**EXERCISE:** Continue the blog post about being called too picky to date, picking up after its final sentence.

**PAGE EXCERPT:**
Um. You know what?? Not so much.

Then of course it goes back to just ‘how picky I am’ and Annie cites the fact that the Weirdo Redneck who was staring at me in the bar years back, whom she claims *was* kind of cute. And that I was just being *snobby* and *picky*. Because, you know my kind of man, naturally, is some guy who stares at me for four hours, then approaches me and proceeds to stick his face an inch away from my tits. Yet *I*was being picky when I punched him and told him to go fuck himself (mind Annie claims I ignored him all night, which is evidence of my pickiness). Of course!! That’s it!!

{Warning: This is definitely going to end up to be continued because I’m totally off subject now–and hey!! We haven’t discussed what happened at the Melon Squishing Emporium}

Then we have the fact that I haven’t been on a date since the Pleistocene Era. In fact a month or so ago Annie talked me into putting a profile up on a dating site. Which I reluctantly did. And I fucked it off the next day when a majority of the messages I received were quite obviously fellows who not only wanted Stick Figures, but wanted to chat about nothing but Doing The Deed. The fuck?? I don’t think so, Chuckleheads!!

**DATA TO EXAMINE:**
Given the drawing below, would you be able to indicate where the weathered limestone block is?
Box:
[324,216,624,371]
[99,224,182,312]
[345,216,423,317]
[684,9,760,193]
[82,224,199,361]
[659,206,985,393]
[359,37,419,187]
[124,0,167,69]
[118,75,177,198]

**ANSWER BELOW:**
And that reminds me. Did I ever tell you about an event from a few months back?? When Mariel had a brainstorm?? Her cell rang whilst she was over here having dinner. She, myself, and Trash were playing Scrabble (Oh the life I lead!!). I was being a Smartass. And made a remark obviously intended for the fellow she was chatting to on her phone (Hey. I’m fun like that!!). Said fellow says ‘Hey!! Put her on the phone!!’ Conversation ensued and it was quite a bit of good fun, but I was interrupted when the landlord rang in the throes of a sugar attack. I made my apologies, handed back the cell and was downstairs for the better part of an hour and a half. That boy STAYED ON THE PHONE talking to Mariel and waited for me to come back.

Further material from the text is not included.